▶ Exercise instructions: Retype the items word for word, starting with the line that contains "Expected: one point per instance of the white trim, each" and continuing through the final line of the items, both ends included.
══ Stored data
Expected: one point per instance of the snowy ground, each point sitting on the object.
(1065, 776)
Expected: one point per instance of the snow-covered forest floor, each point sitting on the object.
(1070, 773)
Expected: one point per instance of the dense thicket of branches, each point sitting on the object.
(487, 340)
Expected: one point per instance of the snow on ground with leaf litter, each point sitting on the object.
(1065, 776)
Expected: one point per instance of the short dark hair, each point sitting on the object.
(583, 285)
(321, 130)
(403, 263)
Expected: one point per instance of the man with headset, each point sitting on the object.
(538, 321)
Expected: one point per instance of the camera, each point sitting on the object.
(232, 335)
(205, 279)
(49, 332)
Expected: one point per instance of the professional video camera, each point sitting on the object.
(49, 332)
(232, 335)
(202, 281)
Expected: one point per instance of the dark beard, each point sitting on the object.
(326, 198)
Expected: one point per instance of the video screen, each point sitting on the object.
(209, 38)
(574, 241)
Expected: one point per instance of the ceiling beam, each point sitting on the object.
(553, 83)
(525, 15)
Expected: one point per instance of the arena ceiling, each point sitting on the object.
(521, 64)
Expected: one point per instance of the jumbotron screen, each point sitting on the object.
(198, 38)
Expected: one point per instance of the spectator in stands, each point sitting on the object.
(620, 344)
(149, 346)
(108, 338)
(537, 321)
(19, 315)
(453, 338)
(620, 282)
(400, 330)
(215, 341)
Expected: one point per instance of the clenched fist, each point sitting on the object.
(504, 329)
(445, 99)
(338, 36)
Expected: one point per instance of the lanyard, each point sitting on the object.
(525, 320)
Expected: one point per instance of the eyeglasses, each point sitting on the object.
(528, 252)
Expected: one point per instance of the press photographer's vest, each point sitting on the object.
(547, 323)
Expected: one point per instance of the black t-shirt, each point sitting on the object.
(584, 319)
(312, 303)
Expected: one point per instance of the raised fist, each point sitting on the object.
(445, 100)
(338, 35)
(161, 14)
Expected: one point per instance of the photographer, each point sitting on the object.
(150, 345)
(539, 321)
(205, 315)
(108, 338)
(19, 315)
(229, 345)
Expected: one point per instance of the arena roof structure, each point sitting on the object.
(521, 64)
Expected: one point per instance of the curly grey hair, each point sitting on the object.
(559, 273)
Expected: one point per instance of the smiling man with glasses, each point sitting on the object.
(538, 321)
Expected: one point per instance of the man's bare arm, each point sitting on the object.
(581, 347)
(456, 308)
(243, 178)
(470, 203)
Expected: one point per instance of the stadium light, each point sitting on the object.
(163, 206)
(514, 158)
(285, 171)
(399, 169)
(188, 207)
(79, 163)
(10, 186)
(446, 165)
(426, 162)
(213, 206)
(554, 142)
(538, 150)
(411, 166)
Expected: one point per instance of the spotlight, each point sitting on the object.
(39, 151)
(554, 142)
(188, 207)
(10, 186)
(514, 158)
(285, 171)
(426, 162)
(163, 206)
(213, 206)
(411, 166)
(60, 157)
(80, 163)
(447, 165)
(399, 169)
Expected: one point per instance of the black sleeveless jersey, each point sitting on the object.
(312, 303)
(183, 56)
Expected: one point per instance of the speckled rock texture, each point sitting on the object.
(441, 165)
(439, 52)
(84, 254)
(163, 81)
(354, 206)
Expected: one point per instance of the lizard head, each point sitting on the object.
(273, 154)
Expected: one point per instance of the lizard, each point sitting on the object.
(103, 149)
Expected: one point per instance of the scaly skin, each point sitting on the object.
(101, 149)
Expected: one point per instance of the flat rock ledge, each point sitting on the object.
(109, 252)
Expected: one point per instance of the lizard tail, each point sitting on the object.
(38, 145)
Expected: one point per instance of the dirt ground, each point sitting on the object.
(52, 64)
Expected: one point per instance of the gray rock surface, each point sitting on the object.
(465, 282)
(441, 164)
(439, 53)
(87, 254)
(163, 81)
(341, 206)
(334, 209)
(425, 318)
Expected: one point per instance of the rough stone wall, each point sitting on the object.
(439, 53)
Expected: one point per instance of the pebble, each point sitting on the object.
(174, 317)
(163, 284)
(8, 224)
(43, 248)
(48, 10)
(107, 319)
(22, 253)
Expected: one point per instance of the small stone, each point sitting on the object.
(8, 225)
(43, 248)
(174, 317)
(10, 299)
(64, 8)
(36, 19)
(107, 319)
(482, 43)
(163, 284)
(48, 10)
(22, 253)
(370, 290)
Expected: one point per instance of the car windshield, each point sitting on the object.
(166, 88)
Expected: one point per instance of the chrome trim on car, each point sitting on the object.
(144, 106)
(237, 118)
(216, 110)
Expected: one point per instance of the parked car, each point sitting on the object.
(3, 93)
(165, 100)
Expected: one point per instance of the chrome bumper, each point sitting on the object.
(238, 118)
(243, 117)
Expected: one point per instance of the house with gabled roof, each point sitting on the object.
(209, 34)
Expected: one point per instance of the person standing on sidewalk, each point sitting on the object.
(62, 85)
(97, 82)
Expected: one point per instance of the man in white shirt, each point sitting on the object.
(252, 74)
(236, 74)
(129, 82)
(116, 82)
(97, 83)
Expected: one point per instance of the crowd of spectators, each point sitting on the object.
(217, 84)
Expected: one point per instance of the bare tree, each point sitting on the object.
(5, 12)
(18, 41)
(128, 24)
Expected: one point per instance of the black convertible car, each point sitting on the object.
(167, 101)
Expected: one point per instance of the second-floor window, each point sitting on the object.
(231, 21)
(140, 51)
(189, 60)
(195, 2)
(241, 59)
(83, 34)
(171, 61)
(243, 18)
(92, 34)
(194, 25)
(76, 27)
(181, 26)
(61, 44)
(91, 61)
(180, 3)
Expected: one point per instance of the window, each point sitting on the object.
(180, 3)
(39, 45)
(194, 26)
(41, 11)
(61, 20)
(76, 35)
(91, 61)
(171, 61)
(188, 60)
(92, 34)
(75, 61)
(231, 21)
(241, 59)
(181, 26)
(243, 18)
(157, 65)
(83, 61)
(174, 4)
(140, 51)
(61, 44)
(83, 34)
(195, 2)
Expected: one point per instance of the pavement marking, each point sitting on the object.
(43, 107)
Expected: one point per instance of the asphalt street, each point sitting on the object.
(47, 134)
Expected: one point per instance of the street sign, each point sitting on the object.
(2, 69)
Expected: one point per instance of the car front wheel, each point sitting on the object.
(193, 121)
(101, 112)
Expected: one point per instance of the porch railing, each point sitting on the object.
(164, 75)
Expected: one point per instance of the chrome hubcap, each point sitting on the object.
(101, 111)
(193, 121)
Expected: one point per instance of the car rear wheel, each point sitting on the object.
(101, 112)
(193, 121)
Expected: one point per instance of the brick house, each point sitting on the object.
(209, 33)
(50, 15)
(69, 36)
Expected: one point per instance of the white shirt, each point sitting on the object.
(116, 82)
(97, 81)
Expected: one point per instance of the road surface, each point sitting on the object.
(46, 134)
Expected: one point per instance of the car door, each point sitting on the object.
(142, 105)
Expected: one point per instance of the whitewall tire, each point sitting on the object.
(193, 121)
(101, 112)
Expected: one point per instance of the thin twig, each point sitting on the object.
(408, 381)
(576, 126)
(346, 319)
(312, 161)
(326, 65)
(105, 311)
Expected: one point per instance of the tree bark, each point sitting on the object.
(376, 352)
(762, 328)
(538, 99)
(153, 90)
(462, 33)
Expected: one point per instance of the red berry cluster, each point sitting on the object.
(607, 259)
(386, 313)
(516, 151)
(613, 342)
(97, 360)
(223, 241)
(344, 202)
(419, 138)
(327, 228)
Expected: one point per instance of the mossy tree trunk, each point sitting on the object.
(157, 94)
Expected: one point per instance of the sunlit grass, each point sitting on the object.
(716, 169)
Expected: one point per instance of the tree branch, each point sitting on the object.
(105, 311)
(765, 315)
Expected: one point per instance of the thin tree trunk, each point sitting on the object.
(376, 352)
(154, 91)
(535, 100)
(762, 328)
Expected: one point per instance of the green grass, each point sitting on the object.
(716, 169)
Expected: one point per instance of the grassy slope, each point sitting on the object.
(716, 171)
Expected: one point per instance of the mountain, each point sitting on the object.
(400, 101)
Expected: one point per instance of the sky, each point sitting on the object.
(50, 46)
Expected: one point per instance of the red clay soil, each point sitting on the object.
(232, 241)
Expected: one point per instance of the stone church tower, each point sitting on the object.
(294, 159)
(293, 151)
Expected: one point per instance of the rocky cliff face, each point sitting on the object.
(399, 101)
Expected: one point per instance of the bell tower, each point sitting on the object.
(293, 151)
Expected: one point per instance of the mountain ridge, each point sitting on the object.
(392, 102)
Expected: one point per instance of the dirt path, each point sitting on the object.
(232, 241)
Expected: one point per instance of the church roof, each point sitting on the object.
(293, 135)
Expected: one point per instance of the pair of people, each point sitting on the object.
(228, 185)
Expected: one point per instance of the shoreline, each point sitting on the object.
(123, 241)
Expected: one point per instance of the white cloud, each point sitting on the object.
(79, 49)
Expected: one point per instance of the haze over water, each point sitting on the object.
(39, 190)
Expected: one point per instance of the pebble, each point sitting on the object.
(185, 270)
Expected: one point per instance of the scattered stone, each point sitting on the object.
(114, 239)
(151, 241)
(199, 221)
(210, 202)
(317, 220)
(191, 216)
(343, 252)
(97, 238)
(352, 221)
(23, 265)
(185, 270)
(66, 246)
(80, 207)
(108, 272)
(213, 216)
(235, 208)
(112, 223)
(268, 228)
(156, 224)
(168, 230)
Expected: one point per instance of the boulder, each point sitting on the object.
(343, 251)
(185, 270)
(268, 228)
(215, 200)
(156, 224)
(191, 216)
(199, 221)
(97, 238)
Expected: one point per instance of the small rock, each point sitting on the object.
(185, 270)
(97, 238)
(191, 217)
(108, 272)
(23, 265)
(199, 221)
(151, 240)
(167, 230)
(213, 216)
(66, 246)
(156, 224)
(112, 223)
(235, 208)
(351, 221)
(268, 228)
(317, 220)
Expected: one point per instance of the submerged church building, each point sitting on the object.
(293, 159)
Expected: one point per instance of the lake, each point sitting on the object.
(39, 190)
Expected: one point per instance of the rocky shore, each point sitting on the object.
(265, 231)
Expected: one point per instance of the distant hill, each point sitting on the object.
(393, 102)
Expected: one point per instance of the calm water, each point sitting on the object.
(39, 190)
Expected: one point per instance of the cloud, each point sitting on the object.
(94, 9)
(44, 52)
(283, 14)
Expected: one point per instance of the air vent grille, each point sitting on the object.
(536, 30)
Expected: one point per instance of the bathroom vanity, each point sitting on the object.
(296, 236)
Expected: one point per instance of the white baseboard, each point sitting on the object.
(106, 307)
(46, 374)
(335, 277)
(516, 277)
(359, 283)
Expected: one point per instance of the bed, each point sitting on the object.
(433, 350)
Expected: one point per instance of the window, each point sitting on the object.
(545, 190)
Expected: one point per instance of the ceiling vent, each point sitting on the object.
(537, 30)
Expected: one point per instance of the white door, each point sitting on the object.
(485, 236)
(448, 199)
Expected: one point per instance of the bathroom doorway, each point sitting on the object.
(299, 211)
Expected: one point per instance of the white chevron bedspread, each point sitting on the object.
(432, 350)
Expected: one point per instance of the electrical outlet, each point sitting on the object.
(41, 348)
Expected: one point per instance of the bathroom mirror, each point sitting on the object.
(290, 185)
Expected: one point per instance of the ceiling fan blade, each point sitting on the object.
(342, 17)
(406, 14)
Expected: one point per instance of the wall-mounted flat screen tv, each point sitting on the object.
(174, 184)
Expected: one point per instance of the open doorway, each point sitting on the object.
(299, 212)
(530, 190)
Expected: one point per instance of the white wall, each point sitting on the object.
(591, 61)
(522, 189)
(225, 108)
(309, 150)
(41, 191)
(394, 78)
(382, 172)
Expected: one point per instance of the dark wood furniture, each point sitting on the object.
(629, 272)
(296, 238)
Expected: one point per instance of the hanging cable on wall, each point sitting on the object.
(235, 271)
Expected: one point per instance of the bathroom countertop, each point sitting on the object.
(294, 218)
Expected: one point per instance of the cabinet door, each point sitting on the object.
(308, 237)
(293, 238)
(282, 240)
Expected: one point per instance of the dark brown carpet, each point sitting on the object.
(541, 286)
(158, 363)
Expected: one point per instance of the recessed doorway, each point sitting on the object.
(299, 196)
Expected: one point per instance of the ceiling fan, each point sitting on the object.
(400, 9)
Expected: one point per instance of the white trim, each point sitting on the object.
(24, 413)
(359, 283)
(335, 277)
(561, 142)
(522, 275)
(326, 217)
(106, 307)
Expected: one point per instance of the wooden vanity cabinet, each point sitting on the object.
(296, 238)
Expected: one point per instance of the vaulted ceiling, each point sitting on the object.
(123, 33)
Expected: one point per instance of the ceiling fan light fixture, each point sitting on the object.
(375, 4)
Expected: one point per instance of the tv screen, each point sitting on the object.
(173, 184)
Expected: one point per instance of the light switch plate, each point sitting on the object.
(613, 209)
════
▶ Answer to this exercise:
Expected: one point per instance of the white trim, each point sitting on the object.
(24, 413)
(359, 283)
(335, 277)
(561, 142)
(522, 275)
(326, 217)
(106, 307)
Expected: one point per instance of the wooden vanity cabinet, each point sitting on the object.
(296, 238)
Expected: one point per instance of the vaulted ceiling, each point sitting on the object.
(123, 33)
Expected: one point per instance of the ceiling fan light fixture, each point sitting on the object.
(375, 4)
Expected: one point per instance of the tv screen, each point sitting on the object.
(173, 184)
Expected: one point per instance of the light switch plate, each point sitting on the object.
(613, 209)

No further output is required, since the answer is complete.